■ TO BE DONE
Shift every point coordinate in the answers below by adding 97 to each x and y value, and write out all the lines again, requests included. Leave the pictures out of your answer.
==== MATERIAL TO PROCESS
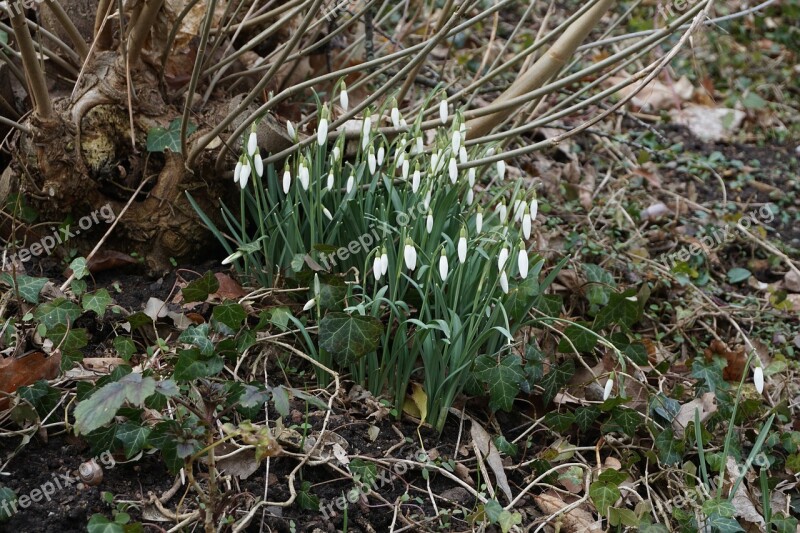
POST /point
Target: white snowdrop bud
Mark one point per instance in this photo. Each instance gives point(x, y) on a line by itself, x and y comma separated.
point(443, 266)
point(609, 386)
point(252, 144)
point(410, 254)
point(502, 258)
point(371, 163)
point(344, 99)
point(259, 165)
point(415, 179)
point(244, 175)
point(287, 180)
point(501, 169)
point(758, 378)
point(237, 172)
point(452, 169)
point(462, 246)
point(522, 261)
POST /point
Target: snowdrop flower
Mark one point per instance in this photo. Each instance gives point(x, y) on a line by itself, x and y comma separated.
point(502, 258)
point(501, 169)
point(303, 175)
point(609, 387)
point(395, 114)
point(233, 257)
point(415, 179)
point(504, 282)
point(526, 223)
point(287, 179)
point(384, 261)
point(522, 260)
point(452, 169)
point(237, 171)
point(322, 128)
point(344, 99)
point(443, 266)
point(365, 138)
point(244, 175)
point(758, 378)
point(258, 163)
point(371, 163)
point(410, 254)
point(462, 246)
point(252, 143)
========
■ THE RESULT
POST /point
Target: white snowdrop bud
Mark one point per instance in this photo. Each instance gives point(x, y) on a line by itself, x and y comma separated.
point(540, 363)
point(706, 483)
point(349, 241)
point(507, 351)
point(599, 355)
point(468, 260)
point(441, 196)
point(356, 262)
point(512, 276)
point(341, 272)
point(384, 277)
point(598, 266)
point(855, 475)
point(334, 269)
point(549, 266)
point(559, 343)
point(619, 358)
POST /point
Target: snowdrop flower
Mark one point per instance in this photo. Each instance gives point(x, y) on a line by itself, x and y comma separated.
point(599, 355)
point(598, 266)
point(400, 272)
point(706, 484)
point(492, 211)
point(330, 354)
point(512, 276)
point(601, 379)
point(623, 320)
point(384, 276)
point(481, 358)
point(619, 357)
point(549, 266)
point(334, 268)
point(419, 225)
point(441, 196)
point(540, 363)
point(462, 235)
point(341, 272)
point(855, 475)
point(355, 260)
point(468, 260)
point(507, 351)
point(559, 343)
point(349, 240)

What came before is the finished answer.